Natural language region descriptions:
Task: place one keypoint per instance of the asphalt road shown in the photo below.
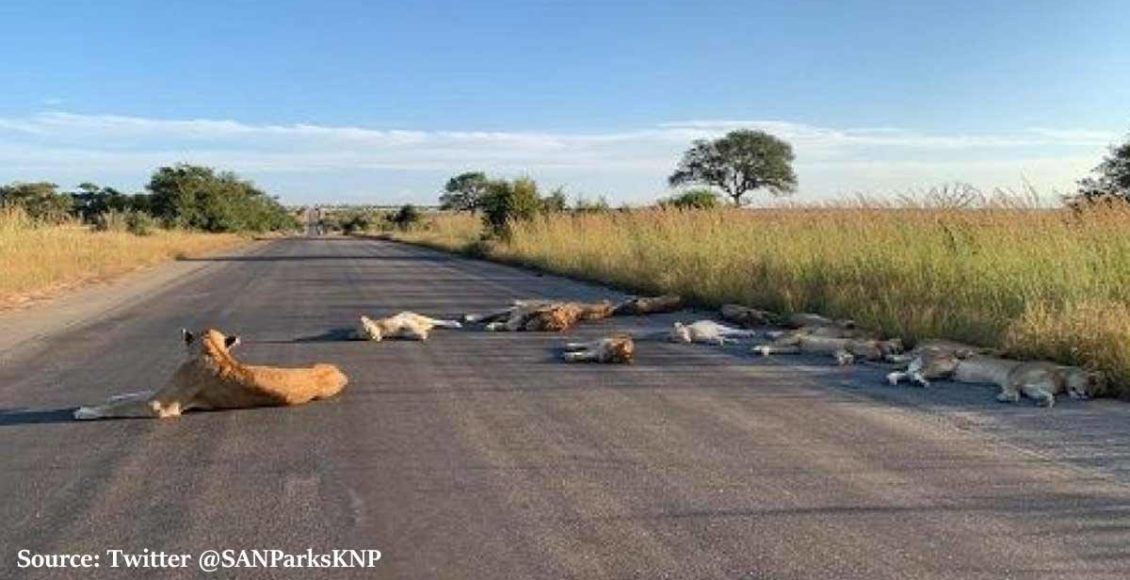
(480, 456)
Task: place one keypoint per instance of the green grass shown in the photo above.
(1040, 283)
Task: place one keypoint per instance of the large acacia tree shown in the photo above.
(741, 162)
(1111, 179)
(464, 192)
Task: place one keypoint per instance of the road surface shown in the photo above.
(479, 456)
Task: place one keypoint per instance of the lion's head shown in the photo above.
(368, 330)
(209, 342)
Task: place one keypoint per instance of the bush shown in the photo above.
(599, 206)
(692, 199)
(200, 198)
(110, 222)
(507, 201)
(41, 201)
(139, 223)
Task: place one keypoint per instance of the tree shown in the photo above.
(42, 200)
(506, 201)
(464, 192)
(200, 198)
(701, 198)
(1112, 179)
(90, 201)
(742, 161)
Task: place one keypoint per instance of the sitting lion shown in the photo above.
(213, 379)
(845, 351)
(405, 325)
(541, 316)
(618, 348)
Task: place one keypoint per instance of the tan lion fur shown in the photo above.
(542, 316)
(214, 379)
(618, 348)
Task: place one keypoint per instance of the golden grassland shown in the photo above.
(40, 261)
(1037, 283)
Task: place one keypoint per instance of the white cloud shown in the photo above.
(624, 164)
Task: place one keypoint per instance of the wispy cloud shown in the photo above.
(44, 145)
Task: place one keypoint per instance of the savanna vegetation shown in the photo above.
(40, 260)
(52, 240)
(996, 270)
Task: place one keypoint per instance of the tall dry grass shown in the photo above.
(38, 261)
(1041, 283)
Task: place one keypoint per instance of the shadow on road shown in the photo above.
(23, 416)
(307, 258)
(335, 335)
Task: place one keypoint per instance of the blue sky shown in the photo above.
(372, 102)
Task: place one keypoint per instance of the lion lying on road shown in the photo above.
(845, 351)
(706, 331)
(618, 348)
(650, 305)
(541, 316)
(213, 379)
(405, 325)
(745, 316)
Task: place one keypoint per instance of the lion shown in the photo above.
(541, 316)
(845, 351)
(932, 360)
(650, 305)
(706, 331)
(810, 320)
(211, 378)
(1039, 380)
(618, 348)
(1042, 381)
(406, 325)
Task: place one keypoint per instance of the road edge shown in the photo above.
(27, 329)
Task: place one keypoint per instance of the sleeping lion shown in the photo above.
(213, 379)
(406, 325)
(541, 316)
(1037, 380)
(618, 348)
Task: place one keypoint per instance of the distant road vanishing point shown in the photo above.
(479, 455)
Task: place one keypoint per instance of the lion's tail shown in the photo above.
(330, 380)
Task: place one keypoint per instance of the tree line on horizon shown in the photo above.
(735, 165)
(182, 196)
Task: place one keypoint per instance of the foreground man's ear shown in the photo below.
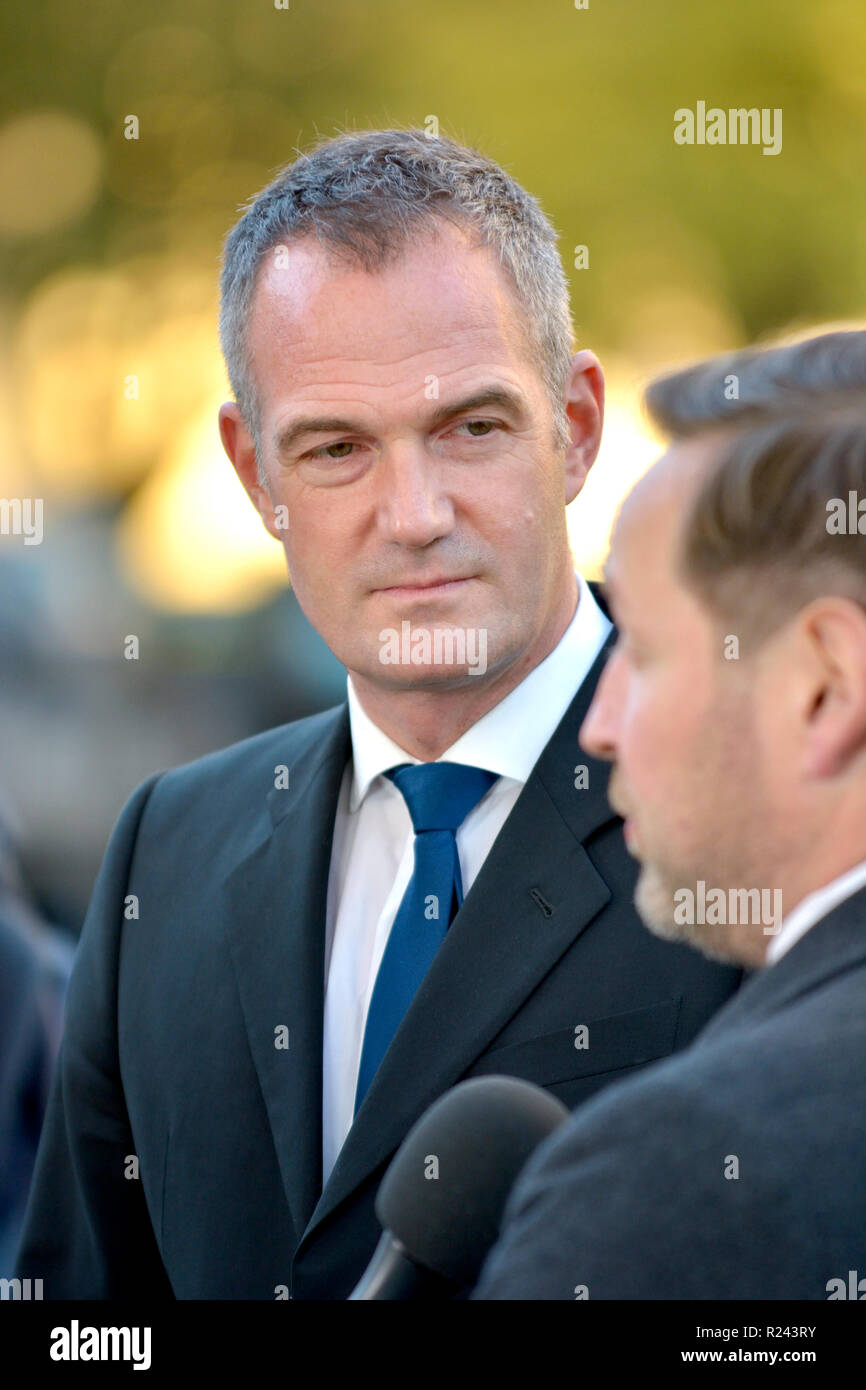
(241, 449)
(585, 410)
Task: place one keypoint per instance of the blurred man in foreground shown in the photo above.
(734, 712)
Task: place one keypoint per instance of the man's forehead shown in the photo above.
(441, 268)
(444, 307)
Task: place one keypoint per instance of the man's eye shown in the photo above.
(339, 444)
(485, 426)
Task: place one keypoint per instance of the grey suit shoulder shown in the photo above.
(734, 1169)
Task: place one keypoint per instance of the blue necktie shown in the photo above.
(439, 798)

*Problem description*
Would it be possible to print the records above verbatim, pictures omitted?

*Result of this exercise*
Task: place one keypoint per instance of the asphalt road shown in the photo below.
(480, 456)
Task: place one keypoint per instance of the green grass shown in the photo above.
(1040, 283)
Task: place one keypoint per instance of the large acacia tree shown in the photo above.
(741, 162)
(1111, 179)
(464, 192)
Task: place one keypoint per instance of the road surface shown in the photo above.
(479, 456)
Task: place one keypoint per instance of the lion's head shown in the photo above.
(368, 330)
(209, 342)
Task: place one keypoint per instance of the bush shown in the photo above.
(599, 206)
(692, 199)
(200, 198)
(110, 222)
(507, 201)
(41, 201)
(139, 223)
Task: place one keypoint per instance of the tree shown in the photo above.
(42, 200)
(506, 201)
(464, 192)
(200, 198)
(701, 198)
(1112, 179)
(90, 201)
(742, 161)
Task: place one keypoint per instance of the sitting lion shown in the photo above.
(213, 379)
(845, 351)
(405, 325)
(541, 316)
(618, 348)
Task: place one keypoint per instance of the tan lion fur shown in the photo above.
(542, 316)
(214, 379)
(618, 348)
Task: place one keypoint per instance of the golden grassland shown in the photo above.
(40, 261)
(1037, 283)
Task: place one keypoint per instance of the white cloud shown in the photo above.
(624, 164)
Task: place one keypoint per instance of the wispy cloud shown in the photo above.
(44, 145)
Task: place one keypoint per instance of the savanna vegetation shown in the photo above.
(40, 260)
(52, 240)
(996, 270)
Task: place one keypoint per instance of the tall dry grass shown in the photo above.
(38, 261)
(1041, 283)
Task: place one keypoint per instance of the shadow on road shown in the photo above.
(23, 416)
(307, 258)
(335, 335)
Task: place one keypoint per instance of the blue sky shown in the photo above.
(372, 102)
Task: place one keypoint per instance of the lion lying on road shown in the photo above.
(845, 351)
(706, 331)
(618, 348)
(650, 305)
(541, 316)
(213, 379)
(405, 325)
(745, 316)
Task: place one keypoint per instance of the lion shown in the photo above.
(541, 316)
(845, 351)
(932, 360)
(650, 305)
(706, 331)
(810, 320)
(211, 378)
(1039, 380)
(618, 348)
(1042, 381)
(406, 325)
Task: place one keypoint per instance of the road edge shown in the photo above.
(27, 329)
Task: place one keypoint per instance of the sleeping lion shown in the photo above.
(213, 379)
(406, 325)
(541, 316)
(1037, 380)
(618, 348)
Task: place one keypoint per instance of the distant road vanishing point shown in the photo above.
(479, 455)
Task: place one keypoint per instance of the lion's tail shown in the photo above.
(330, 380)
Task: place one keypoint per instance of the tree line on horizon shown in the photo above.
(735, 165)
(182, 196)
Task: place one keypoint per instance of the foreground man's ear shown in the photo below.
(241, 449)
(585, 410)
Task: place one keypoint per instance of the blurred man in foreground shown in the photo above.
(734, 712)
Task: place one keypoint per instance of the man's forehead shown in the photo above.
(441, 268)
(444, 307)
Task: place one keypoint per instance of the man's eye shown in the photo above.
(339, 444)
(485, 426)
Task: place one keypoint per instance of the grey suit shoulder shown in the photo above.
(734, 1169)
Task: place one keypoint per instance of the blue necktie shown in the photo above.
(439, 798)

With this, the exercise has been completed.